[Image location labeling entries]
start
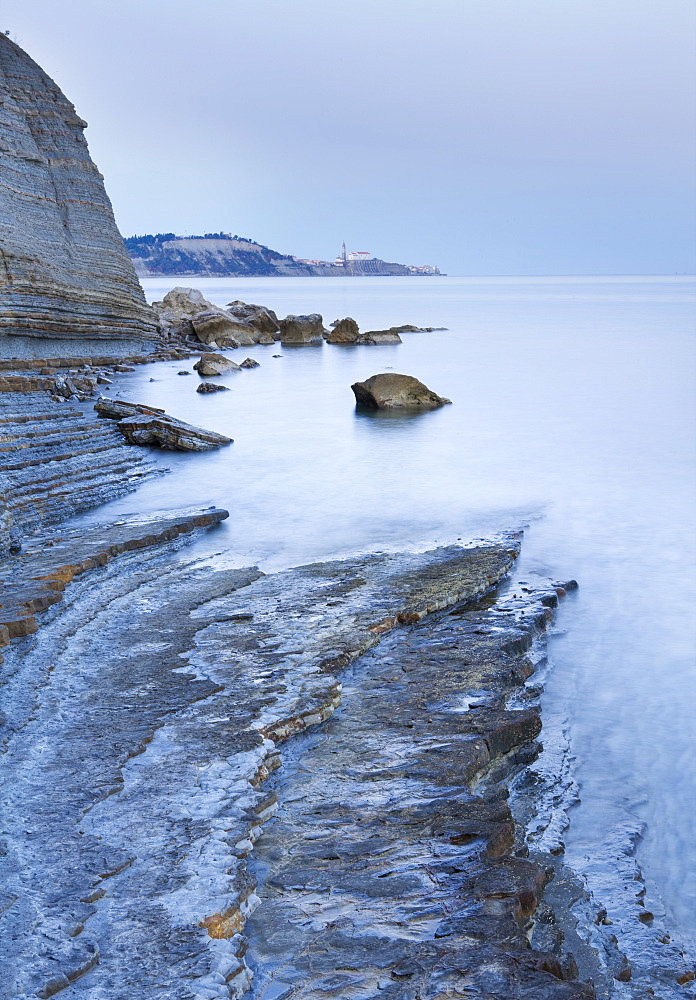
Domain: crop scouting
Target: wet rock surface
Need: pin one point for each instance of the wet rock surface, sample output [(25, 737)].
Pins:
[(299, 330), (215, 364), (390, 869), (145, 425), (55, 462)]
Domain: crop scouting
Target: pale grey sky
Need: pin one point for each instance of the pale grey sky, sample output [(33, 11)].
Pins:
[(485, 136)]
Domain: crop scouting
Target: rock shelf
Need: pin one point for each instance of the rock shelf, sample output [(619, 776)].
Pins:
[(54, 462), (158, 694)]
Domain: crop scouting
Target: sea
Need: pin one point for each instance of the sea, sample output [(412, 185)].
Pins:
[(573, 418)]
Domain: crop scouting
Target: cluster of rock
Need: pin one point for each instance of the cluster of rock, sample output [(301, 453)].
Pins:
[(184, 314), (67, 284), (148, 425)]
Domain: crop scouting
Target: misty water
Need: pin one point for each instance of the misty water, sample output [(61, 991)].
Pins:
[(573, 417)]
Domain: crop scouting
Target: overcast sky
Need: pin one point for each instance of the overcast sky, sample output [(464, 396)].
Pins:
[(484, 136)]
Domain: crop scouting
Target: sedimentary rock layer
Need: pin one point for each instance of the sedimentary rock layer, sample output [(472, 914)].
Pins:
end
**STATED TASK:**
Can you echo the lines starting at the start of the records and ending at the line that contains "[(485, 136)]", both included, word for word? Leave the pictures out of your answer.

**RESULT OF THE TASK:**
Domain: crop scouting
Target: wet rock surface
Need: pin one point for each instance of the wet rock surface, sample output [(25, 737)].
Pins:
[(299, 330), (215, 364), (390, 869), (145, 425), (55, 462)]
Domain: crop scouting
Target: pale grey sky
Need: pin one point for each instance of the pale grey sky, sample output [(33, 11)].
Pins:
[(485, 136)]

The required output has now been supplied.